Because of the provisions of the Defence Act (1903) which precluded deploying the Militia outside of Australian territory, following the outbreak of the Second World War the decision was made by the government to raise an all volunteer force for overseas service, known as the Second Australian Imperial Force (2nd AIF). At this time the role of the units of the Militia was conceived as providing experienced personnel to provide cadre staff for the 2nd AIF, as well as managing the training of conscripts that were called up as part of the compulsory training scheme which was re-established in early 1940. During this time the Militia were called up in cohorts for periods of continuous training, however, it was not until early 1942, as the strategic situation in the Pacific deteriorated, that the 35th Battalion was required for full-time service. At this time they were used to man defensive positions around St Ives, in Sydney.

In June 1942, the 35th Battalion was assigned to the 8th Brigade, and moved to Greta Camp where they joined the other battalions of the brigade, the 4th and 30th Battalions. Further training was scheduled, however, the following month the 8th Brigade was moved to Western Australia where they were employed on garrison duties along the coast, occupying defensive positions between Bunbury to Geraldton. They remained there until late 1943 when they were moved across the country to Gordonvale, Queensland, to begin training for a possible deployment overseas.

○ ○ ○ ○

**What this exercise asks:**
**1.** Please repeat the passage on the 35th Battalion between "In June 1942, the" and "possible deployment overseas.", inclusive.
**2.** Continue the account of the 35th Battalion after its last sentence.
The rows aren't needed.

○ ○ ○ ○

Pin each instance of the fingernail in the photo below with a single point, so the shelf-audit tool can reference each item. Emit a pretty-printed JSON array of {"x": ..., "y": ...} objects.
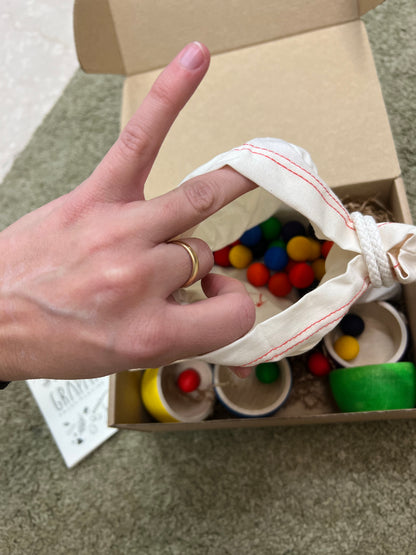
[
  {"x": 241, "y": 371},
  {"x": 192, "y": 56}
]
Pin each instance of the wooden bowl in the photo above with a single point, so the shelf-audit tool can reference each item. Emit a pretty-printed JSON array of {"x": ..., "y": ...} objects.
[
  {"x": 249, "y": 397},
  {"x": 374, "y": 387},
  {"x": 383, "y": 340}
]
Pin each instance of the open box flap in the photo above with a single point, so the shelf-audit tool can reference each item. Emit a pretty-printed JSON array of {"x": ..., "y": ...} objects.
[
  {"x": 319, "y": 90},
  {"x": 135, "y": 36}
]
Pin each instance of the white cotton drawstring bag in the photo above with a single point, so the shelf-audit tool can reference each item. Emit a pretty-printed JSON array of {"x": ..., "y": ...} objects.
[{"x": 365, "y": 254}]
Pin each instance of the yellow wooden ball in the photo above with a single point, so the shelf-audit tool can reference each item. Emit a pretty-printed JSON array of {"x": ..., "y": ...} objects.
[
  {"x": 240, "y": 256},
  {"x": 299, "y": 248},
  {"x": 347, "y": 347}
]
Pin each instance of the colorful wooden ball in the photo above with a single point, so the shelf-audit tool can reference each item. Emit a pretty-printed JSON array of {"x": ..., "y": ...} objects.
[
  {"x": 276, "y": 258},
  {"x": 315, "y": 252},
  {"x": 277, "y": 243},
  {"x": 318, "y": 267},
  {"x": 326, "y": 247},
  {"x": 260, "y": 248},
  {"x": 222, "y": 256},
  {"x": 301, "y": 275},
  {"x": 347, "y": 347},
  {"x": 240, "y": 256},
  {"x": 299, "y": 248},
  {"x": 188, "y": 380},
  {"x": 258, "y": 274},
  {"x": 271, "y": 228},
  {"x": 268, "y": 372},
  {"x": 279, "y": 284},
  {"x": 318, "y": 364},
  {"x": 352, "y": 324},
  {"x": 291, "y": 229},
  {"x": 252, "y": 236}
]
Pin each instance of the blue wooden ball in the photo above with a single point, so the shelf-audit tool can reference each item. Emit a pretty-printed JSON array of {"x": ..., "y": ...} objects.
[{"x": 276, "y": 258}]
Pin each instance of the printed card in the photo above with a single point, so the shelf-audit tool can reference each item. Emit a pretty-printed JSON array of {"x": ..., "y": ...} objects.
[{"x": 76, "y": 413}]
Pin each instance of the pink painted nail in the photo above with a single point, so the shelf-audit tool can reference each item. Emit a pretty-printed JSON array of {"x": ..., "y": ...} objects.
[{"x": 192, "y": 56}]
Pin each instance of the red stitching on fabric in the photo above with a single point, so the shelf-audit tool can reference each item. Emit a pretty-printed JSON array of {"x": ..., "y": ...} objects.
[
  {"x": 321, "y": 183},
  {"x": 347, "y": 223},
  {"x": 358, "y": 294}
]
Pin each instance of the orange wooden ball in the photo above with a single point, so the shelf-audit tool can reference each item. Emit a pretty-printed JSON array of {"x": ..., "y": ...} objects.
[{"x": 258, "y": 274}]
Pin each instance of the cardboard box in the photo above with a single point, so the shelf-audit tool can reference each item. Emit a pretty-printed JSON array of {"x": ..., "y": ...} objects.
[{"x": 300, "y": 70}]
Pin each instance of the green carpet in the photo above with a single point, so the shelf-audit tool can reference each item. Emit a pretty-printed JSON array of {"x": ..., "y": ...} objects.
[{"x": 312, "y": 490}]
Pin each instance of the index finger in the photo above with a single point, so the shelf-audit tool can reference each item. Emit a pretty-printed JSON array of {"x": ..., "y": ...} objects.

○ ○ ○ ○

**Task-by-task answers:**
**1.**
In June 1942, the 35th Battalion was assigned to the 8th Brigade, and moved to Greta Camp where they joined the other battalions of the brigade, the 4th and 30th Battalions. Further training was scheduled, however, the following month the 8th Brigade was moved to Western Australia where they were employed on garrison duties along the coast, occupying defensive positions between Bunbury to Geraldton. They remained there until late 1943 when they were moved across the country to Gordonvale, Queensland, to begin training for a possible deployment overseas.

**2.**
The 8th Brigade was subsequently transferred from the 2nd Division to the 5th Division and in January 1944, the 35th Battalion was deployed to New Guinea. After this they were used to support the units of the 9th Division which were taking part in the Huon Peninsula campaign. The 8th Brigade was assigned the task of clearing the coast between Sio and Saidor, and the 35th undertook numerous patrols along the mountain tracks and around the villages in the hinterland while the 4th and 30th Battalions advanced along the coast. As the focus of the Australian advance turned to Madang, the 35th moved inland to the south of the Rempi River. As the brigade sought to keep the Japanese forces around Alexishafen off balance, the battalion moved to Megiar Harbour and began to move along the coast, reaching Kronprinz Harbour and then Suara Bay by the start of June 1944. The battalion was subsequently relieved by the 4th Battalion, which continued the advance.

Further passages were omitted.